How many lines in the material below contain the word "step"? Give only the number.

(Bounding box data excerpts)
__________________________________________________

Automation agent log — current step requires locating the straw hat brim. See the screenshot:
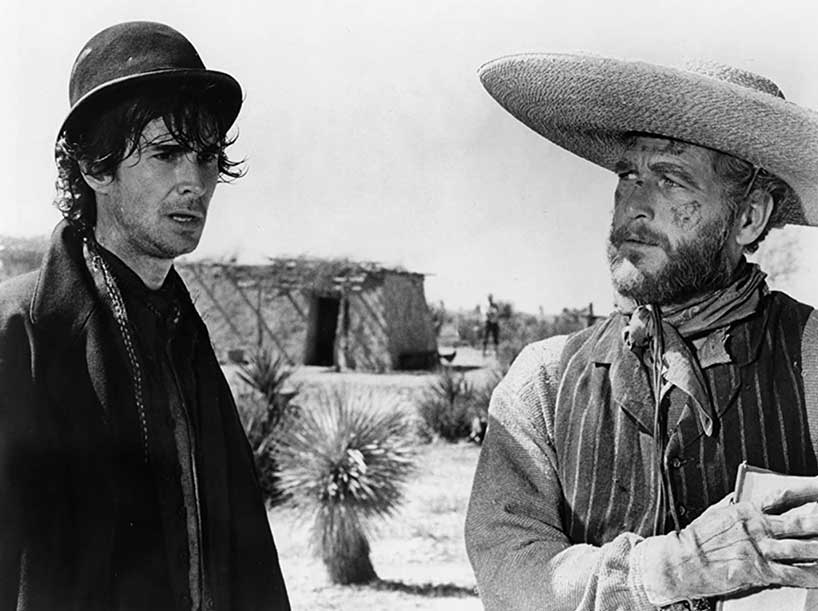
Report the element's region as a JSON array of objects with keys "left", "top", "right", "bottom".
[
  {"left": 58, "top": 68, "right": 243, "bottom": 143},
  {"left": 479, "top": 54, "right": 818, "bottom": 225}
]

__________________________________________________

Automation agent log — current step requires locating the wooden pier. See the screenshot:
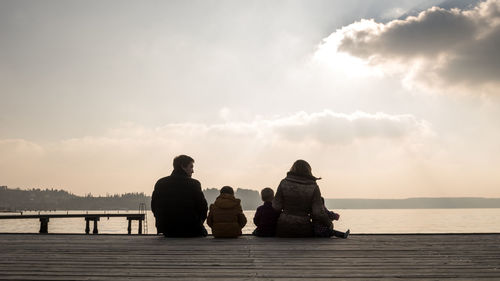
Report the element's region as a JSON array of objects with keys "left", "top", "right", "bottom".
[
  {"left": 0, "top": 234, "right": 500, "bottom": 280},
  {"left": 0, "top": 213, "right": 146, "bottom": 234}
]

__________________________________________________

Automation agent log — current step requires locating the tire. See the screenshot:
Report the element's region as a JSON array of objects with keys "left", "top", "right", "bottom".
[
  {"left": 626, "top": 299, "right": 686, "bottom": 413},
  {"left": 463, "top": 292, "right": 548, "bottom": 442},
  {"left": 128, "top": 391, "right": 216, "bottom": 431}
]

__________________________________________________

RESPONSE FOR THIS EXERCISE -
3